# Problem details
Set down, word for word, the stretch of lines from the one containing "Mark every instance of the black cowboy" to the end of the records below.

%%

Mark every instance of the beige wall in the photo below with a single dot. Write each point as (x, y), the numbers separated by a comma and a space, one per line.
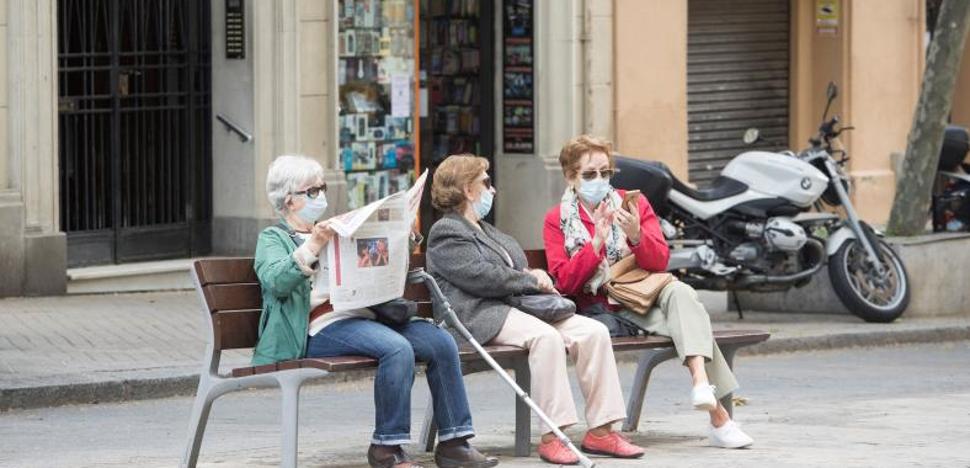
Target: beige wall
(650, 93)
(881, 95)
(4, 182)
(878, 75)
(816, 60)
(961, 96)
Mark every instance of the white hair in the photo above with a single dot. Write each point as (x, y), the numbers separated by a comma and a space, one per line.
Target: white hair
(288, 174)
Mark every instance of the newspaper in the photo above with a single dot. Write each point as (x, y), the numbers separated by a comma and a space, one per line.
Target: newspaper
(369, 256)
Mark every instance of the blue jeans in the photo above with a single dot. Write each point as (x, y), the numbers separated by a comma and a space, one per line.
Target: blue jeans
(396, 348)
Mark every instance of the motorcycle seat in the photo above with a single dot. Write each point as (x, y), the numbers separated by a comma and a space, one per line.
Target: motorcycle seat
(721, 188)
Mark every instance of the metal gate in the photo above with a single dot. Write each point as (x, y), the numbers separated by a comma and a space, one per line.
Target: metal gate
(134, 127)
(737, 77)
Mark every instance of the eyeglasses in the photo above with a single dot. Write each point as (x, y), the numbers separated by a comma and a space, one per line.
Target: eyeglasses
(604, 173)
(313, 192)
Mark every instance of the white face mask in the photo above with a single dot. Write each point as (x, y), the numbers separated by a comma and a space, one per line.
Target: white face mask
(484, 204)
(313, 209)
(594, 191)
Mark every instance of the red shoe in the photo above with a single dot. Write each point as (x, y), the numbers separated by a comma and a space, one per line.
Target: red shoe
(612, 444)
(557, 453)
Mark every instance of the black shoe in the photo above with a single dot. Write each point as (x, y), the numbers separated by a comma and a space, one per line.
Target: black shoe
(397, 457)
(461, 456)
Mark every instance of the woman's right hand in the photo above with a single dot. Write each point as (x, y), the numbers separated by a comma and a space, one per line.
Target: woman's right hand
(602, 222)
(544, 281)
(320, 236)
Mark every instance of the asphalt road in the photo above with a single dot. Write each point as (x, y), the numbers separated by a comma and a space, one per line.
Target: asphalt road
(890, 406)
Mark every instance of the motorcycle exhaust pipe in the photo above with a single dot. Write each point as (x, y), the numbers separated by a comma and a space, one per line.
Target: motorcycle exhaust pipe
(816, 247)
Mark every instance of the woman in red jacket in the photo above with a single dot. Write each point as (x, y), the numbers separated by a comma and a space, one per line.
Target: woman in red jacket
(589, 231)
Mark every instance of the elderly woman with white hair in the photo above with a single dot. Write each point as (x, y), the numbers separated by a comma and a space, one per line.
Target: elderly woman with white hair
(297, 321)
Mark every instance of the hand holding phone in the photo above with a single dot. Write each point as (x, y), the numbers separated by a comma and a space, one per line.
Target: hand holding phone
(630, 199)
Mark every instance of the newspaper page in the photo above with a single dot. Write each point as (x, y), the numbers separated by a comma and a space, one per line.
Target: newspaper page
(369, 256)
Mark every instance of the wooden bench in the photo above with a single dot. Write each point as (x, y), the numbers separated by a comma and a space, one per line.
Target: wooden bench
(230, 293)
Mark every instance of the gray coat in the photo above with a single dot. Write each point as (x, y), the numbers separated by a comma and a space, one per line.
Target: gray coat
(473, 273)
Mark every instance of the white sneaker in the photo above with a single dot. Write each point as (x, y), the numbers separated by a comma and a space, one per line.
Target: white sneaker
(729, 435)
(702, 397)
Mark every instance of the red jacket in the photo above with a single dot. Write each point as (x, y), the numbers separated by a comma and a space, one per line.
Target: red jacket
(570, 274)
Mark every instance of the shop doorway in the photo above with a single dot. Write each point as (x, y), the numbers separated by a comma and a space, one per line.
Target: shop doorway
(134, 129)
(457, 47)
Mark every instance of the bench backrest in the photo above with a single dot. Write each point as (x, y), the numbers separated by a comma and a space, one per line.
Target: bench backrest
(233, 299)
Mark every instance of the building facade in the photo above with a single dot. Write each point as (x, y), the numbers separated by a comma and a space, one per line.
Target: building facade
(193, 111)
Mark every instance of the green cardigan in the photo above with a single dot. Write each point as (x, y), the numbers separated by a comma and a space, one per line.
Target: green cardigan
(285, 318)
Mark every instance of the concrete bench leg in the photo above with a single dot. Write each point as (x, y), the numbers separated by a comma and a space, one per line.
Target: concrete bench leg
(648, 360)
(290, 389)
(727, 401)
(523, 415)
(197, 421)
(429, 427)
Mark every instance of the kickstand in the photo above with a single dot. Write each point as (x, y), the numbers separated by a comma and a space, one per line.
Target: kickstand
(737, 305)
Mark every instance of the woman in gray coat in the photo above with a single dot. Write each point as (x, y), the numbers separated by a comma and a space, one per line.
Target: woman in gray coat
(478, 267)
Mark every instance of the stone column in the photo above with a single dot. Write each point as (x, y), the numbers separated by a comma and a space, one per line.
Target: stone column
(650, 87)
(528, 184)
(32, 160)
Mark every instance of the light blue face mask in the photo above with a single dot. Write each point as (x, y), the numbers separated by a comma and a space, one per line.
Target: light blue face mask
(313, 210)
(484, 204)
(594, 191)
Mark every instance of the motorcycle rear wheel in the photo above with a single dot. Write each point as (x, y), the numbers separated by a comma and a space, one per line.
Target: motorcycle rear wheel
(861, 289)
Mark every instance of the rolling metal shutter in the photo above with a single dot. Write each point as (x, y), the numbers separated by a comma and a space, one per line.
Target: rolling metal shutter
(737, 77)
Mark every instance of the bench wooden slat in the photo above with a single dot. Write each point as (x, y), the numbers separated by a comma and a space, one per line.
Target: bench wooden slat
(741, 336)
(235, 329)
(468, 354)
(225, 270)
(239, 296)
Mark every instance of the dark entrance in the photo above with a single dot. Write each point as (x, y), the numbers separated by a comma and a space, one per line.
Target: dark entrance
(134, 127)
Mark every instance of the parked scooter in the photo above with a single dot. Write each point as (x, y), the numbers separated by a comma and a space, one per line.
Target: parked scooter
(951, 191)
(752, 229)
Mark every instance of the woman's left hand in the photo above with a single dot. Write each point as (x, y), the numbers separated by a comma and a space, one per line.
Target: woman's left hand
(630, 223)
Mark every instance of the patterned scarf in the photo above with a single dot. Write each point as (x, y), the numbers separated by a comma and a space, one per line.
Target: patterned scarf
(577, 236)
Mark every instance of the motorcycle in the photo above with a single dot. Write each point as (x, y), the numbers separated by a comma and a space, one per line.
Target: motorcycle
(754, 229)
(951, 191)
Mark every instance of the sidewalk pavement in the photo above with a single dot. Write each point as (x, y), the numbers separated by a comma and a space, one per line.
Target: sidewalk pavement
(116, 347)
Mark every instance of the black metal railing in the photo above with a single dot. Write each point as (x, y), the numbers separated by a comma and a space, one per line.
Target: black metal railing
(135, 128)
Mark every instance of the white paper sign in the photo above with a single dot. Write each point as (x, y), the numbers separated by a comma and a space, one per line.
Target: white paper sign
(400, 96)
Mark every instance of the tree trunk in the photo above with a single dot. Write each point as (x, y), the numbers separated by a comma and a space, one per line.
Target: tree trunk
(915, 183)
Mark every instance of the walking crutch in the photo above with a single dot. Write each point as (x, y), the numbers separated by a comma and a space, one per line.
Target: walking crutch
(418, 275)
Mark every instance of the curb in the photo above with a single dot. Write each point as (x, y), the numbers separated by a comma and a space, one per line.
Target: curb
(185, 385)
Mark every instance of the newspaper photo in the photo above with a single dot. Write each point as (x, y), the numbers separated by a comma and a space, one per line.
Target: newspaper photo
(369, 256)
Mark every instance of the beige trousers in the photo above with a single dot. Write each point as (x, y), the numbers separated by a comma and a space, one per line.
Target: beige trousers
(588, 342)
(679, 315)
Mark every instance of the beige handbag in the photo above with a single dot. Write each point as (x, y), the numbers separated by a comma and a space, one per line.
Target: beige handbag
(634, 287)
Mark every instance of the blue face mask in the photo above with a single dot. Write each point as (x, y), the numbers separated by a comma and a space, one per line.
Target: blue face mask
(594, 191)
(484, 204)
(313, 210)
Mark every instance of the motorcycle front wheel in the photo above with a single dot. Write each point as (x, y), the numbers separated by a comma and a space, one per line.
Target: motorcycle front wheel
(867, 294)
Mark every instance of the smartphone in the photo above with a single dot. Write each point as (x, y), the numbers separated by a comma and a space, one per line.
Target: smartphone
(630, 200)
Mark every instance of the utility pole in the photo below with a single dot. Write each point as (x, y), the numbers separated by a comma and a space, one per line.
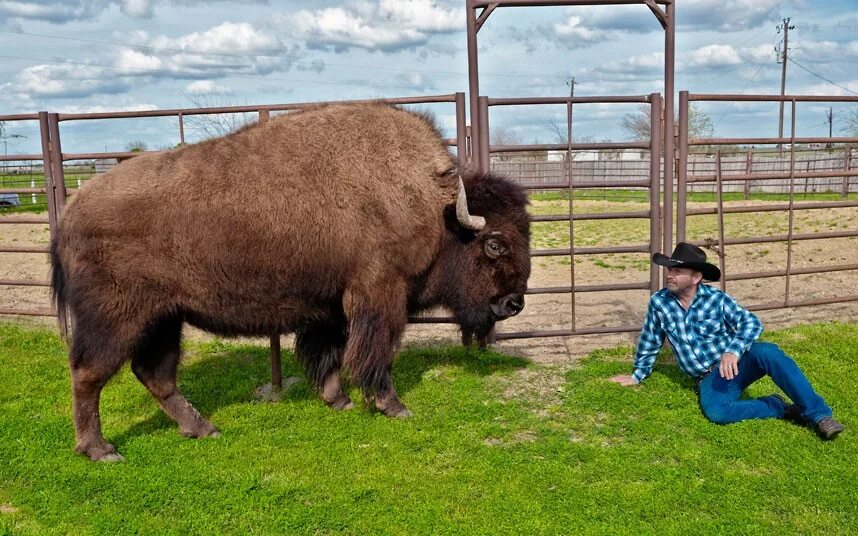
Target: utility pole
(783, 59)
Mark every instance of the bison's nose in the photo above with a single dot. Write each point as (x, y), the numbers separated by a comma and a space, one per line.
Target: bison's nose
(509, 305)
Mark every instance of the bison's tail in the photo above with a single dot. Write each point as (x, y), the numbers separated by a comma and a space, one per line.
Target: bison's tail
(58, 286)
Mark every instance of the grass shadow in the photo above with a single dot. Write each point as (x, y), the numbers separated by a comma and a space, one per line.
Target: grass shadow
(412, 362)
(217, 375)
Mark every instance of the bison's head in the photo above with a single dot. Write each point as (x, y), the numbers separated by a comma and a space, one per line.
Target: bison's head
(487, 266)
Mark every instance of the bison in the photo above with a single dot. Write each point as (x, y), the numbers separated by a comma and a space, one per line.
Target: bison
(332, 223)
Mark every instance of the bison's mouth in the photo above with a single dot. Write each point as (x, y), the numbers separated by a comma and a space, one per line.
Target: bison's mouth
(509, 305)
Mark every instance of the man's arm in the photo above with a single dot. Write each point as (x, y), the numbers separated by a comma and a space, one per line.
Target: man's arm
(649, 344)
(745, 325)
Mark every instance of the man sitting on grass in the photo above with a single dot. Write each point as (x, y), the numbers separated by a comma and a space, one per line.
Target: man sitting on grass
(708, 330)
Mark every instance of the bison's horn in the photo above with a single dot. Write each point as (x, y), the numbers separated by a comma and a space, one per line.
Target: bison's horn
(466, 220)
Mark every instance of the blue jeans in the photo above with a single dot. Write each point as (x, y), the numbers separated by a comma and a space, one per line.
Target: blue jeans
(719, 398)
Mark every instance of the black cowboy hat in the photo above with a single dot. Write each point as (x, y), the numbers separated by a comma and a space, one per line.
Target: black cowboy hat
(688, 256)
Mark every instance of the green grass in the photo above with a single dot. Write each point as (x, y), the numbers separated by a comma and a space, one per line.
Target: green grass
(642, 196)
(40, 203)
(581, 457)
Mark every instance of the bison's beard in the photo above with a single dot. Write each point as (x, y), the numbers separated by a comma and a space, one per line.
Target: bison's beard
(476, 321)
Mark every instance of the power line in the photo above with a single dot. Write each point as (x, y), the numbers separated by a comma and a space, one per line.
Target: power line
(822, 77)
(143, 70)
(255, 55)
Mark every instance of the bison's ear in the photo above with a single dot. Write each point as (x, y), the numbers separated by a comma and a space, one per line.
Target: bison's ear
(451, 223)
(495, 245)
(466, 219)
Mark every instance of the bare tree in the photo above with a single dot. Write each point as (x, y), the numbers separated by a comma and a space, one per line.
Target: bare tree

%%

# In response
Mark every instance of the black cowboy hat in the photo above with a single dot. Write each point as (x, y), the numbers separated by a comma and a space, one per line.
Target: black cowboy hat
(688, 256)
Mark every instance of the green grass in the photo above with a single dot. Write each point as (x, y), the numbers separated by a comma and a space, one per line.
Target: green grass
(642, 196)
(40, 203)
(581, 457)
Mark every instance of the bison's beard in the photo above with a single dot. Write each point as (x, y), the numbers separated by a comma and a space, one per line.
Target: bison's beard
(476, 321)
Mark every instance of the power line in the photo above with a single dot. Write each point as (x, y), the numbers separated by a comma and a space, one per line.
Target: power line
(822, 77)
(143, 70)
(255, 55)
Mark every instance of the bison's ear in the photo above with a single dot. Write each point as (x, y), the numbers separated by a comma and a space, one per line.
Target: bison's ear
(451, 223)
(495, 245)
(466, 219)
Mark every instance of the bare tree in the photo above with a single dot. Write each point as (x, y), the numbers separated by a comma and a space, one per line.
Target: bare tree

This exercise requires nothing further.